### Trecho da fonte
A forma federativa de Estado representa importante mecanismo de controle do poder, dentro da ideia de que a melhor forma de evitar abusos em seu exercício é dividindo-o. Trata-se de uma divisão vertical, com propósitos similares aos que inspiram, no plano horizontal, a separação de funções em Executivo, Legislativo e Judiciário. Acontecimentos recentes — no Brasil e nos EUA — talvez estejam mostrando a importância de tais instituições, e o valor da autonomia de governos estaduais diante de um ente central cujo chefe nem sempre subscreve as melhores práticas democráticas.

Mas para que exista federação, é, por definição, essencial a autonomia dos entes que a integram. E, para tanto, não bastam disposições constitucionais que atribuam competências legislativas ou mesmo materiais a tais entes, ou seja, que lhes atribuam faculdades decisórias. Se tais entes federativos não dispuserem dos recursos financeiros necessários à concretização de suas decisões, permanecendo assim dependentes de recursos a serem enviados (ou não) pelo ente central, essa autonomia desaparece. E, com ela, a própria forma federativa que dela depende. Em termos mais claros: de nada adianta formalmente permitir que o Estado tome decisões de modo autônomo em relação à União, se para dar concretude a essas decisões o Estado depender de recursos da União, a qual só repassará as quantias correspondentes se as decisões estaduais forem de seu agrado.

Tais noções devem ser lembradas quando se discute uma reforma constitucional nas competências para instituir tributos, e nas regras que cuidam da divisão dos recursos arrecadados com tais tributos. Diante delas, dependendo de como a reforma venha a ser levada a efeito, ela pode ser simplesmente inconstitucional, dado que a forma federativa é uma das cláusulas de imodificabilidade do texto constitucional vigente.

Muito já se discutiu, nessa ordem de ideias, a respeito da constitucionalidade, ou não, das propostas de emenda em trâmite no Congresso Nacional. Não é o propósito deste artigo simplesmente renovar tais questionamentos. Almeja-se tratar, ou pelo menos suscitar o enfrentamento, do mesmo tema central, mas por outro ângulo: o da diferença entre o mundo ideal presente na cabeça de quem elabora ou reforma um sistema constitucional, e a realidade institucional que se efetiva, à luz da legislação infraconstitucional e da jurisprudência do STF em torno de tais textos, nos anos seguintes, ao sabor das pressões políticas e dos inúmeros fatores sociais que passam a atuar.

Já se fez isso, aqui na ConJur, em relação a dois pontos que nos parecem muito sensíveis, relativamente ao Imposto sobre Bens e Serviços (IBS), a saber, a restituição do indébito e os equívocos da jurisprudência em torno do art. 166 do CTN, e as restrições que se criam para o aproveitamento de créditos, na sistemática da não cumulatividade, os quais passam a ser vistos pelo Fisco como um favor, um benefício, concedido com muita má vontade aos contribuintes (clique aqui). Desta vez, neste artigo, pretende-se fazer o mesmo, mas relativamente à questão federativa.

### Exercício escrito 1
Segundo o trecho sobre a federação, por que uma reforma das competências tributárias pode ser simplesmente inconstitucional?
### Exercício escrito 2
Reescreva de forma mais breve o parágrafo do trecho sobre a federação que começa com "Mas para que exista federação", conservando seus fatos principais.

### Material fornecido
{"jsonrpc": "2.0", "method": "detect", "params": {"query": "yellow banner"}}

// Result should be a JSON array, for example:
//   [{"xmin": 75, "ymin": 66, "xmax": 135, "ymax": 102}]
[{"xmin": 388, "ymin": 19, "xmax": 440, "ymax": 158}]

### Resposta correta 1
Porque a forma federativa é uma das cláusulas de imodificabilidade do texto constitucional vigente.

### Resposta correta 2
A federação exige a autonomia dos entes que a integram. Para isso, não bastam normas constitucionais que lhes atribuam competências legislativas ou materiais. Sem recursos financeiros próprios para concretizar suas decisões, esses entes dependem do ente central, e assim desaparecem a autonomia e a própria forma federativa. De nada adianta o Estado decidir de modo autônomo se, para executar suas decisões, depende de repasses da União, que só os fará se essas decisões lhe agradarem.